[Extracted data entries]
^^^^^^^^^^^^^^^^

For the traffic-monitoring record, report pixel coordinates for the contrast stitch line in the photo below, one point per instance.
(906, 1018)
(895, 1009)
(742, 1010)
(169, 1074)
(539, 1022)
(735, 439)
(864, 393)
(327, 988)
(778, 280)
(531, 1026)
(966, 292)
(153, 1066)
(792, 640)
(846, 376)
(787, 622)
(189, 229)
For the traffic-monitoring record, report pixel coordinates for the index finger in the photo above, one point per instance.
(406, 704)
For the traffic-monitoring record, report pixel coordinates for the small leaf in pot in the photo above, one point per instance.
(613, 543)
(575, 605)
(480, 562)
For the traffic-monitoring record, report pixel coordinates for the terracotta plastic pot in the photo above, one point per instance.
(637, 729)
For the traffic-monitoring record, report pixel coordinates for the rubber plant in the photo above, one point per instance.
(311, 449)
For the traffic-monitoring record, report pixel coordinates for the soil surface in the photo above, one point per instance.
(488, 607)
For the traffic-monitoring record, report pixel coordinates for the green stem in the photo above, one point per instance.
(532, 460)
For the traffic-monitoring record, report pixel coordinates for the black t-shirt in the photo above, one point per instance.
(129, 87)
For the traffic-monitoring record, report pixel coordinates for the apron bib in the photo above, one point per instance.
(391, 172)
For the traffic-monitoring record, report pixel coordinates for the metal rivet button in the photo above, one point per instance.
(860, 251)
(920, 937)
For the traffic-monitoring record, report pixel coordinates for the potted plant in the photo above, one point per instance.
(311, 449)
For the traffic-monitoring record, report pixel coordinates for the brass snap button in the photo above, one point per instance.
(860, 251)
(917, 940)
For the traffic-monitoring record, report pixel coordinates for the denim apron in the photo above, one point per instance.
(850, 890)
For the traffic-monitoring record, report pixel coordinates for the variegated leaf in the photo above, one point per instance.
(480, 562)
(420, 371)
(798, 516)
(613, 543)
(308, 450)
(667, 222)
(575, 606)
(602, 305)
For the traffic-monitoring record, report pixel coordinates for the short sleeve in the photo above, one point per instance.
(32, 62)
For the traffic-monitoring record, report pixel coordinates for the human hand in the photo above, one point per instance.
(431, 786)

^^^^^^^^^^^^^^^^

Print all of the material above again, line for line, without changing anything.

Solution to the problem:
For the traffic-monitoring record, report pixel coordinates for the contrast stitch line in the photo below, one point per instance.
(906, 1018)
(895, 1009)
(742, 1010)
(169, 1074)
(539, 1022)
(735, 439)
(864, 393)
(327, 988)
(778, 280)
(531, 1026)
(966, 292)
(153, 1066)
(792, 640)
(846, 376)
(787, 622)
(189, 229)
For the traffic-monitoring record, report pixel coordinates for the index finger in the photo above, one point per instance.
(406, 704)
For the traffic-monitoring record, report pixel coordinates for the small leaf in pot in the photo above, one point per instance.
(613, 543)
(575, 605)
(480, 562)
For the traffic-monitoring record, report pixel coordinates for the terracotta plastic pot in the photo above, one point per instance.
(637, 729)
For the traffic-monitoring record, report pixel coordinates for the rubber plant in the photo above, one point per instance.
(311, 449)
For the traffic-monitoring record, report pixel coordinates for the soil surface in the photo above, one point per instance.
(488, 607)
For the traffic-monitoring record, report pixel coordinates for the green stem in the photo above, one point per instance.
(532, 460)
For the traffic-monitoring record, report pixel coordinates for the black t-shirt in the photo above, one point per instance.
(129, 87)
For the traffic-monitoring record, report pixel coordinates for the apron bib in the photo above, one point per instance.
(391, 172)
For the traffic-monitoring record, report pixel coordinates for the metal rivet button in the photo above, one point per instance.
(860, 251)
(920, 937)
For the traffic-monitoring record, report pixel coordinates for the potted plant in the photo above, one point per instance.
(311, 449)
For the traffic-monitoring record, report pixel coordinates for the brass snap button in the photo above, one point per instance.
(860, 251)
(917, 940)
For the traffic-monitoring record, report pixel coordinates for the denim apron in the photo above, one point per instance.
(850, 890)
For the traffic-monitoring record, report pixel coordinates for the variegated leaf in the photo above, one point per instance.
(480, 562)
(420, 371)
(798, 516)
(613, 543)
(308, 450)
(667, 222)
(575, 606)
(602, 305)
For the traffic-monitoring record, report pixel coordinates for the short sleeve in the photo above, one point per instance.
(32, 62)
For the traffic-monitoring record, report pixel coordinates for the human hand in the photo above, one point per instance.
(431, 786)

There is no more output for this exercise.